▶ **YOUR TASK**: Reproduce the passage of the baseball tournament article below that begins at "American college baseball" and stops after "I baseball tournament.".

▶ **READING TEXT**:
— start —

2018 American Athletic Conference baseball tournament
- Tournament Logo
- Teams: 8
- Format: Double-elimination tournament
- Finals site: Spectrum Field; Clearwater, FL;
- Champions: East Carolina (2nd title)
- Winning coach: Cliff Godwin (2nd title)
- MVP: Spencer Brickhouse (East Carolina)
- Television: YouTube & Facebook

= 2018 American Athletic Conference baseball tournament =

American college baseball tournament

The 2018 American Athletic Conference baseball tournament was scheduled to be held at Spectrum Field in Clearwater, Florida, from May 22 through 26. Anticipated weather forced a truncated schedule causing the event to be condensed, and the title game was played on May 25. The event, held at the end of the conference regular season, determines the champion of the American Athletic Conference for the 2018 season. East Carolina won the double-elimination tournament and received the conference's automatic bid to the 2018 NCAA Division I baseball tournament.

==Format and seeding==
The top eight baseball teams in The American were seeded based on their records in conference play. The tournament used a two-bracket double-elimination format, which led to a single championship game between the winners of each bracket.

| Team | W | L | T | Pct. | Seed | Tiebreaker |
|---|---|---|---|---|---|---|
| Houston | 16 | 8 |  | .667 | 1 |  |
| South Florida | 14 | 9 | 1 | .609 | 2 |  |
| Connecticut | 14 | 10 |  | .583 | 3 | 2–1 vs ECU |
| East Carolina | 14 | 10 |  | .583 | 4 |  |
| UCF | 13 | 10 |  | .565 | 5 | 2–1 vs Cincinnati |
| Cincinnati | 12 | 12 |  | .500 | 6 |  |
| Wichita State | 9 | 14 | 1 | .391 | 7 | 2–1 vs Tulane |
| Tulane | 9 | 14 |  | .391 | 8 |  |
| Memphis | 5 | 19 |  | .208 |  |  |

==All-Tournament Team==
The following players were named to the All-Tournament Team.

— end —

Point annotations for photos
— start —

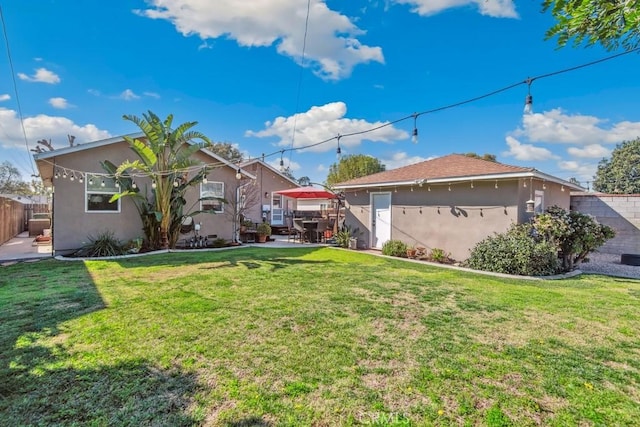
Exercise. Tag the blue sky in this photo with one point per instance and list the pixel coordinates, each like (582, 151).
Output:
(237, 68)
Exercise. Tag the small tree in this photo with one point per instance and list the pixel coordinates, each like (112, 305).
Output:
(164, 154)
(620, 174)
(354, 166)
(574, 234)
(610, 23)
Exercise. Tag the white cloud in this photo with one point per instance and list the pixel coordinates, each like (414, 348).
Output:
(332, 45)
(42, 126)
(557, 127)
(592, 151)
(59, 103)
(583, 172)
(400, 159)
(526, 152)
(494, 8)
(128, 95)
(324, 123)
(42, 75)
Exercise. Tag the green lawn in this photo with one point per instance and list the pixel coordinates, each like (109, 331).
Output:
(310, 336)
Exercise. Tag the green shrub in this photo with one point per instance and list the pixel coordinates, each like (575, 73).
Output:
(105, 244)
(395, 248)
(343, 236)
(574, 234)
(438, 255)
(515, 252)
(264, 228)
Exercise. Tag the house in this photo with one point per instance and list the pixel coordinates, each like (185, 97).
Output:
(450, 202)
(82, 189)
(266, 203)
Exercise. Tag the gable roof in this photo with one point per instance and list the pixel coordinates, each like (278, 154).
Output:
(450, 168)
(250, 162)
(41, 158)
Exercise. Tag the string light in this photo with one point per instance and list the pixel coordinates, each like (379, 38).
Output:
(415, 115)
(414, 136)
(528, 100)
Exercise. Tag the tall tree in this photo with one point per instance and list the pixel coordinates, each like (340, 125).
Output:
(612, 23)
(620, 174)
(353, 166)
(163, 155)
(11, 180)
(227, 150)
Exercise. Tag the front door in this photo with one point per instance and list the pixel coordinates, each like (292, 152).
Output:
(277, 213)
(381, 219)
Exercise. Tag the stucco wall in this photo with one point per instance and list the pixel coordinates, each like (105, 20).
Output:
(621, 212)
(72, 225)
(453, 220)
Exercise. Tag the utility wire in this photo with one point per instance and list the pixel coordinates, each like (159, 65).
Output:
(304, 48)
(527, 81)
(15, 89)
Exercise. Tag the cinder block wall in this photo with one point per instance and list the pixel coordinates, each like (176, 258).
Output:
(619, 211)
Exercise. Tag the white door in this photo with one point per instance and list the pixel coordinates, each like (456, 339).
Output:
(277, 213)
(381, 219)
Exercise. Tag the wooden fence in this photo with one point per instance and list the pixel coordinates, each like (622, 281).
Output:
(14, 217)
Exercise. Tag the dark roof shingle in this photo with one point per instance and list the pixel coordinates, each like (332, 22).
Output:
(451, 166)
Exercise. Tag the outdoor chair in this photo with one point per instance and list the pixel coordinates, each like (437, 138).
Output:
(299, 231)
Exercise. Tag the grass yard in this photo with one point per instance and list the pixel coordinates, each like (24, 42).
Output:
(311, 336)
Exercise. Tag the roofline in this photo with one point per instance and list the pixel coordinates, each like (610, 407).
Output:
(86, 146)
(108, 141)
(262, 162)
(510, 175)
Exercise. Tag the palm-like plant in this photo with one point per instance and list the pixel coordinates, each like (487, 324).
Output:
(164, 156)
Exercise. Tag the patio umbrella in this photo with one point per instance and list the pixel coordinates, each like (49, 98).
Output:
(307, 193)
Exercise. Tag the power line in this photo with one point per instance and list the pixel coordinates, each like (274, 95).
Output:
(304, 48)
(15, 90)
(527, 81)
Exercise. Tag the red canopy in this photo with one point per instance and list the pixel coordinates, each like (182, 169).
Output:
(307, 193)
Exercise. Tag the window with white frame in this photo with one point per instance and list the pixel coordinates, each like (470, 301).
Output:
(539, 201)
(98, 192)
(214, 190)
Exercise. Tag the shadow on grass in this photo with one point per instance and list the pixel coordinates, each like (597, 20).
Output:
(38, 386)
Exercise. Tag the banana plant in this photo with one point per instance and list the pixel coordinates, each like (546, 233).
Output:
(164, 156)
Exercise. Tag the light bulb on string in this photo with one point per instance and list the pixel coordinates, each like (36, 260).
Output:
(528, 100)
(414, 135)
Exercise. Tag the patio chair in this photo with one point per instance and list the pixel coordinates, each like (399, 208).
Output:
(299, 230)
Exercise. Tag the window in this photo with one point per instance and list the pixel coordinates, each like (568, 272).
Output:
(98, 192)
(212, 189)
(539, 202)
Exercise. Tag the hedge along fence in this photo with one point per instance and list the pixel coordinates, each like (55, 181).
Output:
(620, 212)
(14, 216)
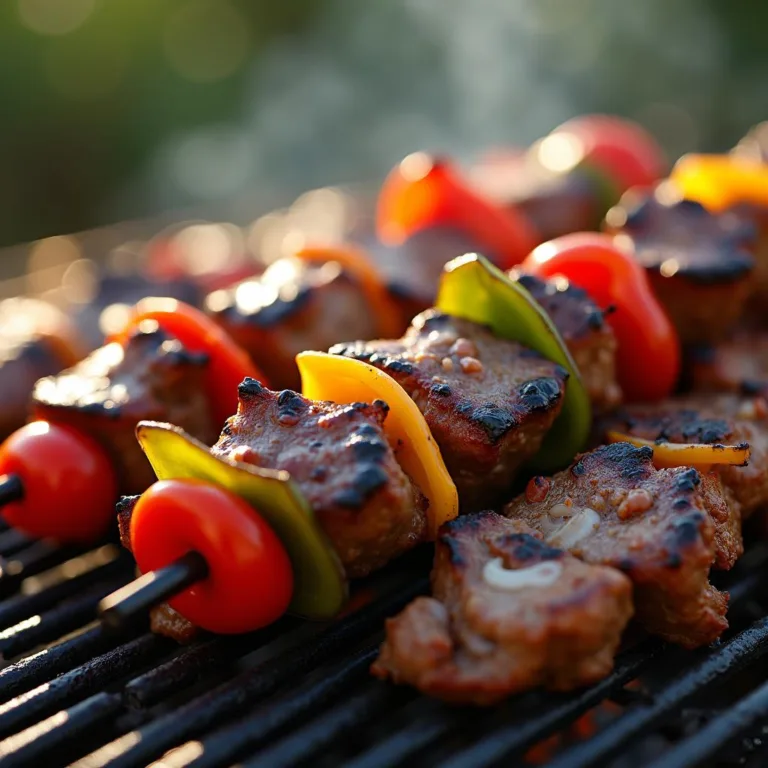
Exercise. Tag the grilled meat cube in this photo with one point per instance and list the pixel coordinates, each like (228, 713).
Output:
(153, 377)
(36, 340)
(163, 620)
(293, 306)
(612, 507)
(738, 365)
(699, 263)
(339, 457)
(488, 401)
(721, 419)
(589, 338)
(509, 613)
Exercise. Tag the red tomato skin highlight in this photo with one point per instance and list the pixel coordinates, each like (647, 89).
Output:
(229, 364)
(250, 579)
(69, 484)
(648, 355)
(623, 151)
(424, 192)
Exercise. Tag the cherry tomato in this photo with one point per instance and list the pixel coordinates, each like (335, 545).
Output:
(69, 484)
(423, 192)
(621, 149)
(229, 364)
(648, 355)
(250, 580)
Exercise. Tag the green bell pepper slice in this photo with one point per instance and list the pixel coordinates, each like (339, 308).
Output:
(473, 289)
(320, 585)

— end —

▶ **REPLY**:
American college baseball tournament

The 2018 American Athletic Conference baseball tournament was scheduled to be held at Spectrum Field in Clearwater, Florida, from May 22 through 26. Anticipated weather forced a truncated schedule causing the event to be condensed, and the title game was played on May 25. The event, held at the end of the conference regular season, determines the champion of the American Athletic Conference for the 2018 season. East Carolina won the double-elimination tournament and received the conference's automatic bid to the 2018 NCAA Division I baseball tournament.